## INSTRUCTIONS FOR THE TASK
Can you write out the entire listing below, every line unchanged?

START RECORDS SHOWN

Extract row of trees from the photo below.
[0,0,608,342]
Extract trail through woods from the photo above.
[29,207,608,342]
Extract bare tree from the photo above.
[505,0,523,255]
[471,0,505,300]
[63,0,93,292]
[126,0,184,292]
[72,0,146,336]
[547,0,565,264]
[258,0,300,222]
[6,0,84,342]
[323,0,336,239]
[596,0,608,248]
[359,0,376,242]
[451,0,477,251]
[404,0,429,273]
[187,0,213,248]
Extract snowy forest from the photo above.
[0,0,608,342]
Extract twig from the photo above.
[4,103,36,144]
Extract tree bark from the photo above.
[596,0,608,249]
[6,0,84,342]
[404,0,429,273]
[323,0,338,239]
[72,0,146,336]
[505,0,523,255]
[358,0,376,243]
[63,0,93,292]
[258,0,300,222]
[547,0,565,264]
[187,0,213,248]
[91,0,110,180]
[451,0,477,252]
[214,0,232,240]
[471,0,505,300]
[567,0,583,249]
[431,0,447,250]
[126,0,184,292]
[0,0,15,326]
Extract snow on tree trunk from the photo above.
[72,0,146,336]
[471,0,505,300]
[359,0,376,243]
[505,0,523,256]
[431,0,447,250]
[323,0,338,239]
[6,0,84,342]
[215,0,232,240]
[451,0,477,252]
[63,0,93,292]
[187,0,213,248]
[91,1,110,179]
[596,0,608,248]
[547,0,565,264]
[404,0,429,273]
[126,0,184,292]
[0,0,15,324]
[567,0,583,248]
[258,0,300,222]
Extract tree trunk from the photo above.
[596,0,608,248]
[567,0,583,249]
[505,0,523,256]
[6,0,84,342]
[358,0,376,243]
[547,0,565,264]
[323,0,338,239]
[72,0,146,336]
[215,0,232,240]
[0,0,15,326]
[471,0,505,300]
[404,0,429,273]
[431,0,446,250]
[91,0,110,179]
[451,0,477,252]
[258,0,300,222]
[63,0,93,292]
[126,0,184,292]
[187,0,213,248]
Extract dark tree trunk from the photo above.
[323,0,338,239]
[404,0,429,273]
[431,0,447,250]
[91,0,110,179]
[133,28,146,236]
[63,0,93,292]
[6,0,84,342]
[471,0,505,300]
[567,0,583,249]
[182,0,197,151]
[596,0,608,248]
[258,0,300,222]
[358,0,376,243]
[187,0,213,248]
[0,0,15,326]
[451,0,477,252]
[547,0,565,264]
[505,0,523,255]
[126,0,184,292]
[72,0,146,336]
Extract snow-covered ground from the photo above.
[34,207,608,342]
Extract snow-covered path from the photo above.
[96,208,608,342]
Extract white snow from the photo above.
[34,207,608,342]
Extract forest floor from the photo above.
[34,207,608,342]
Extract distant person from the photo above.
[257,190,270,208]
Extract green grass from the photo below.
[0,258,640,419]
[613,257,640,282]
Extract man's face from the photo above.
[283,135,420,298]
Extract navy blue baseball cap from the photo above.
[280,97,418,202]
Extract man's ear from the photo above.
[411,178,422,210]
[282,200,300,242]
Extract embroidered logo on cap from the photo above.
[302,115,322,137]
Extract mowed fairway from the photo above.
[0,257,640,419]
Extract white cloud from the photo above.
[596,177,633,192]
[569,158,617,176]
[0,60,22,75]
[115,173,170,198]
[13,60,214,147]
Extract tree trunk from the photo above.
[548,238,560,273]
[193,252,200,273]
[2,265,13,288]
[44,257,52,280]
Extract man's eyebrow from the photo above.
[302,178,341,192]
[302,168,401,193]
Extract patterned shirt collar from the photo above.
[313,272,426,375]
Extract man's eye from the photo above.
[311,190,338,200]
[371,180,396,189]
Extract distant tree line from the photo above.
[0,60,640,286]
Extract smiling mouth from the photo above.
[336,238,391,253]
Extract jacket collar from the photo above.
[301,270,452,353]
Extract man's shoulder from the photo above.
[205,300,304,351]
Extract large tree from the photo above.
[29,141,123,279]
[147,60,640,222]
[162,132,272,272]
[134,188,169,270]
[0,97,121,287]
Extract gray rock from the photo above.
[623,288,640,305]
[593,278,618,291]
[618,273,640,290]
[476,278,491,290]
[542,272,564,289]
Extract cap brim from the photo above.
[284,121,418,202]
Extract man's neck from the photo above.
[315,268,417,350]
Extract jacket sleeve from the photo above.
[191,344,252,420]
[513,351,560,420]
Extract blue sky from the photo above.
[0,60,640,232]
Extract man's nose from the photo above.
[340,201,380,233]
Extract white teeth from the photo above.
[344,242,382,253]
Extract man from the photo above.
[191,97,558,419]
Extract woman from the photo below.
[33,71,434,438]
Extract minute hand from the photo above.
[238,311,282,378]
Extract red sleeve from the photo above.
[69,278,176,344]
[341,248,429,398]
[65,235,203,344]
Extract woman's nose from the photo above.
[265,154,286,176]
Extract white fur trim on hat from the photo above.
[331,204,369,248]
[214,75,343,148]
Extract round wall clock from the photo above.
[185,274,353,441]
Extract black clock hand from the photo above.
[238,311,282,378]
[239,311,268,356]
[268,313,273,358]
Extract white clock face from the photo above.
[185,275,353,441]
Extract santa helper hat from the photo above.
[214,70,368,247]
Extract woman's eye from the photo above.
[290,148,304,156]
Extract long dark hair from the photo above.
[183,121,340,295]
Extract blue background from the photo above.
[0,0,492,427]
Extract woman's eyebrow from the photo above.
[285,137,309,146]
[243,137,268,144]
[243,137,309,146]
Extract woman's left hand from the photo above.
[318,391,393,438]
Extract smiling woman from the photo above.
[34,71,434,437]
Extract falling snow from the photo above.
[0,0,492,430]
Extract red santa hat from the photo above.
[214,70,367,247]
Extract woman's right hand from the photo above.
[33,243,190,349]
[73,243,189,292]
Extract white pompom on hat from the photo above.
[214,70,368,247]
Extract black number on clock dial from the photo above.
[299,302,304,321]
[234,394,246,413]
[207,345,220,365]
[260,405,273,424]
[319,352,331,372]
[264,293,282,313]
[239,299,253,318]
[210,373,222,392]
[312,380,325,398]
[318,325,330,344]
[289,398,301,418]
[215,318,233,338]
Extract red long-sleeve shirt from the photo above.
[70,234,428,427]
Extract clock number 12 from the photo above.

END RECORDS SHOWN

## THE COMPLETED TASK
Extract row of trees from the photo below.
[0,0,608,342]
Extract trail through woods from the photo above.
[29,207,608,342]
Extract bare tree from the photo above.
[505,0,523,255]
[471,0,505,300]
[63,0,93,292]
[126,0,184,292]
[72,0,146,336]
[547,0,565,264]
[258,0,300,222]
[6,0,84,342]
[323,0,336,239]
[596,0,608,248]
[359,0,376,242]
[451,0,477,251]
[404,0,429,273]
[187,0,213,248]
Extract snowy forest from the photo above.
[0,0,608,342]
Extract twig from the photo above.
[4,103,36,144]
Extract tree bark from the photo above.
[596,0,608,249]
[6,0,84,342]
[404,0,429,273]
[323,0,338,239]
[72,0,146,336]
[505,0,523,255]
[358,0,376,243]
[63,0,93,292]
[258,0,300,222]
[547,0,565,264]
[187,0,213,248]
[91,0,110,180]
[451,0,477,252]
[214,0,232,240]
[471,0,505,300]
[567,0,583,249]
[431,0,447,250]
[126,0,184,292]
[0,0,15,326]
Extract snow on tree trunk from the photo above.
[72,0,146,336]
[471,0,505,300]
[359,0,376,243]
[505,0,523,256]
[431,0,447,250]
[323,0,338,239]
[6,0,84,342]
[215,0,232,240]
[451,0,477,252]
[63,0,93,292]
[187,0,213,248]
[91,1,110,179]
[596,0,608,248]
[547,0,565,264]
[404,0,429,273]
[126,0,184,292]
[0,0,15,324]
[567,0,583,248]
[258,0,300,222]
Extract tree trunk from the photo above.
[596,0,608,248]
[567,0,583,249]
[505,0,523,256]
[6,0,84,342]
[358,0,376,243]
[547,0,565,264]
[323,0,338,239]
[72,0,146,336]
[215,0,232,240]
[0,0,15,326]
[471,0,505,300]
[404,0,429,273]
[431,0,446,250]
[91,0,110,179]
[451,0,477,252]
[258,0,300,222]
[63,0,93,292]
[126,0,184,292]
[187,0,213,248]
Extract dark tree trunk from the photo above.
[323,0,338,239]
[404,0,429,273]
[431,0,447,250]
[91,0,110,179]
[133,28,146,236]
[63,0,93,292]
[6,0,84,342]
[471,0,505,300]
[567,0,583,249]
[182,0,197,151]
[596,0,608,248]
[258,0,300,222]
[358,0,376,243]
[187,0,213,248]
[0,0,15,326]
[451,0,477,252]
[547,0,565,264]
[505,0,523,255]
[126,0,184,292]
[72,0,146,336]
Extract snow-covered ground from the photo above.
[34,207,608,342]
Extract snow-covered path from the photo above.
[96,208,608,342]
Extract white snow from the photo above.
[34,207,608,342]
Extract forest floor from the photo above.
[34,207,608,342]
Extract distant person from the photo above.
[257,190,270,208]
Extract green grass from the photo below.
[0,258,640,419]
[613,257,640,282]
Extract man's face from the photo above.
[283,135,420,298]
Extract navy blue baseball cap from the photo above.
[280,97,418,202]
Extract man's ear from the photo above.
[411,178,422,210]
[282,200,300,242]
Extract embroidered logo on cap from the photo above.
[302,115,322,137]
Extract mowed fairway from the photo above.
[0,257,640,419]
Extract white cloud from the photo above.
[596,177,633,192]
[569,158,617,176]
[0,60,22,75]
[115,173,170,198]
[13,60,214,147]
Extract tree trunk from the photo above.
[548,238,560,273]
[193,252,200,273]
[2,265,13,288]
[44,257,52,280]
Extract man's eyebrow from the photo above.
[302,178,341,192]
[302,168,401,193]
Extract patterned shirt collar from the photo above.
[313,272,426,375]
Extract man's eye from the photo above.
[311,190,338,200]
[371,180,396,189]
Extract distant tree line from the photo above.
[0,60,640,286]
Extract smiling mouth from the photo above.
[336,238,391,253]
Extract jacket collar from the photo above.
[301,270,452,353]
Extract man's shoulder from the photo above.
[205,300,304,351]
Extract large tree from the photo above.
[29,141,123,279]
[147,60,640,222]
[162,132,272,272]
[134,188,169,270]
[0,97,121,287]
Extract gray rock from the photo above.
[623,288,640,305]
[593,278,618,291]
[618,273,640,290]
[476,278,491,290]
[542,272,564,289]
Extract cap brim from the photo above.
[284,121,418,202]
Extract man's neck from the photo above.
[315,268,417,350]
Extract jacket sleeve from the photo above.
[191,344,252,420]
[513,351,560,420]
Extract blue sky from the photo above.
[0,60,640,232]
Extract man's nose from the photo above.
[340,201,380,233]
Extract white teeth from the photo above.
[344,242,382,253]
Extract man from the photo above.
[191,97,558,419]
Extract woman from the photo below.
[33,71,434,438]
Extract minute hand from the photo above.
[238,311,282,378]
Extract red sleeve from the photo above.
[69,278,176,344]
[341,248,429,398]
[65,235,203,344]
Extract woman's nose from the photo above.
[265,154,286,176]
Extract white fur trim on hat from the photo above.
[331,204,369,248]
[214,75,343,148]
Extract round wall clock from the photo above.
[185,274,353,441]
Extract black clock hand from the photo above.
[238,311,282,378]
[239,311,268,356]
[268,313,273,358]
Extract white clock face from the photo above.
[185,275,353,441]
Extract santa helper hat from the photo above.
[214,70,368,247]
Extract woman's eye from the photo above.
[290,148,304,156]
Extract long dark hair from the photo above.
[183,121,340,295]
Extract blue background from the photo above.
[0,0,492,427]
Extract woman's eyebrow from the photo above.
[285,137,309,146]
[243,137,268,144]
[243,137,309,146]
Extract woman's left hand from the photo above.
[318,391,393,438]
Extract smiling woman from the photo above.
[34,71,434,437]
Extract falling snow from the photo above.
[0,0,492,430]
Extract red santa hat from the photo above.
[214,70,367,247]
Extract woman's right hand from the photo above.
[33,243,190,349]
[73,243,189,292]
Extract white pompom on hat from the photo above.
[214,70,368,247]
Extract black number on clock dial from the photo above.
[299,302,304,321]
[234,394,246,413]
[207,345,220,365]
[260,405,273,424]
[319,352,331,372]
[264,293,282,313]
[239,299,253,318]
[210,373,222,392]
[312,380,325,398]
[318,325,330,344]
[289,398,301,418]
[215,318,233,338]
Extract red long-sleeve shirt from the photo above.
[70,234,428,427]
Extract clock number 12 from the photo above.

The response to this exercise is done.